Source passage:
In Board of Managers of T* of T* R* Condominiums v. U*, the condo filed suit against owner WU, alleging water damage to common areas stemming from faulty window work in his unit.
Crucially, they cited a provision in the condominium bylaws—Article V, Section 10(b)—that requires a unit owner to bear the cost of repairs necessitated by their own negligence. U* resisted liability and moved to dismiss, arguing that the plaintiff’s claim was time-barred as it sounded in negligence and the work had occurred over three years earlier.
While the Westchester Count Supreme Court agreed with that analysis, on appeal, the Appellate Division, Second Department, reversed, offering a sharp correction rooted in careful legal parsing.
The AD2 noted that while the underlying misconduct may involve negligent conduct, the Board’s claim was tethered not to tort law, but to a contractual obligation: the enforcement of a specific bylaw. As such, the case was governed by CPLR 213(2), the six-year statute of limitations for breach of contract.

Data listing:
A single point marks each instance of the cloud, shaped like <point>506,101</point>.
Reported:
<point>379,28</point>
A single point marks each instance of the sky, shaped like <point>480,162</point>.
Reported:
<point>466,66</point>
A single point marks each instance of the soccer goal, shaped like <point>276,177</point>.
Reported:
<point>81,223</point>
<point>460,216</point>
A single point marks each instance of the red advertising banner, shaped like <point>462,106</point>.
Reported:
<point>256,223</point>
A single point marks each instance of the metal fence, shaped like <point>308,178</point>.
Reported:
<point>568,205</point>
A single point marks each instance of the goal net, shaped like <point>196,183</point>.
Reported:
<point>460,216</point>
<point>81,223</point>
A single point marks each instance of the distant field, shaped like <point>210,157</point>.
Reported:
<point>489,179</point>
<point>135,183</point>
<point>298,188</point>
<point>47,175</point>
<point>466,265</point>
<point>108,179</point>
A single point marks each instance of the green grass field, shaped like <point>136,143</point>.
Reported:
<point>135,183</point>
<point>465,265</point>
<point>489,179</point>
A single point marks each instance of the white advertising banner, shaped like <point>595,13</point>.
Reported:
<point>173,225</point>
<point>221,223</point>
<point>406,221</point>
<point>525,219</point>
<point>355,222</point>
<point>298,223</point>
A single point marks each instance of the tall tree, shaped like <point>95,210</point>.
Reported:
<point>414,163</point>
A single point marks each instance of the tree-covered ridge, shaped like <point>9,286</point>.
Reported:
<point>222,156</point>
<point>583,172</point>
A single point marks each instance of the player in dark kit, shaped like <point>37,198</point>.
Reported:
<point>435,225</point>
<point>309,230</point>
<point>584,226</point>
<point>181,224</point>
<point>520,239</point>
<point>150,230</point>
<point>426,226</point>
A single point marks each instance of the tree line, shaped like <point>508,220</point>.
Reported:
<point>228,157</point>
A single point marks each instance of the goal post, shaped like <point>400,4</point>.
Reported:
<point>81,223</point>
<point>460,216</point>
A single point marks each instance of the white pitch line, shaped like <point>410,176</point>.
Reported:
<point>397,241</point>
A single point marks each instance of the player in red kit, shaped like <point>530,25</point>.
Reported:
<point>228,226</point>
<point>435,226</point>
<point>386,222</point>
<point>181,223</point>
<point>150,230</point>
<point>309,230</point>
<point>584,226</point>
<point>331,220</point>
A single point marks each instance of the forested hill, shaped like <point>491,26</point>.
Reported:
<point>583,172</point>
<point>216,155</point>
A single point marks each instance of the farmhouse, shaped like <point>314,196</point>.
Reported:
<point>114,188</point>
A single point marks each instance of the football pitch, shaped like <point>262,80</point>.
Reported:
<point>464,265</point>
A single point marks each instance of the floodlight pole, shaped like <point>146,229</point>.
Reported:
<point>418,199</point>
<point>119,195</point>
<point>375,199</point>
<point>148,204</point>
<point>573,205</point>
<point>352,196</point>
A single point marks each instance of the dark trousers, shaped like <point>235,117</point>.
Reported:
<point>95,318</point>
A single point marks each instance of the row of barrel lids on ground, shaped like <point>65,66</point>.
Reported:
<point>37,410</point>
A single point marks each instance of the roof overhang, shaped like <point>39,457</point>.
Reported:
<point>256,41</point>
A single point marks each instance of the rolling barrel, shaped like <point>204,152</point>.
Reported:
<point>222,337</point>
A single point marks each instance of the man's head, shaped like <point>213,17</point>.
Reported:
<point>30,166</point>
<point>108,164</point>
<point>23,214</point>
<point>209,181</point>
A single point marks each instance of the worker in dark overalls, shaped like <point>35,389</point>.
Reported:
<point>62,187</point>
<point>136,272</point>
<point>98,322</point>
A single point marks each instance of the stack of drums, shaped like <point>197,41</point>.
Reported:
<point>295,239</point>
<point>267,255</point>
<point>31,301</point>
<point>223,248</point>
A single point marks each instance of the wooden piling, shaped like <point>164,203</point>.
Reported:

Requests:
(1) Translate this sentence from the condominium case summary into Spanish: "As such, the case was governed by CPLR 213(2), the six-year statute of limitations for breach of contract."
(2) Pick up the condominium case summary after its final sentence and extend it with a further passage.
The listing comes from a source separate from the condominium case summary.

Outputs for the tasks:
(1) Por ello, el caso se regía por la CPLR 213(2), el plazo de prescripción de seis años para el incumplimiento de contrato.

(2)
This distinction is not merely academic—it reframes both the legal standard and the timeline. The breach, according to the plaintiff, occurred when U* allegedly refused to pay for repairs in 2022. The suit filed in 2023 was therefore timely. The court's reasoning aligns with precedent that permits plaintiffs to frame a cause of action in contract even where the breach involves negligence, so long as a valid contractual duty exists independent of tort law.
Importantly, the decision also reinforces the practical authority of condominium boards to enforce internal governance documents. By recognizing the bylaws as enforceable contractual instruments, the court protects the financial and structural integrity of common-interest communities—a principle that resonates broadly within New York real estate jurisprudence.
The only thing worse than a leak is the litigation ....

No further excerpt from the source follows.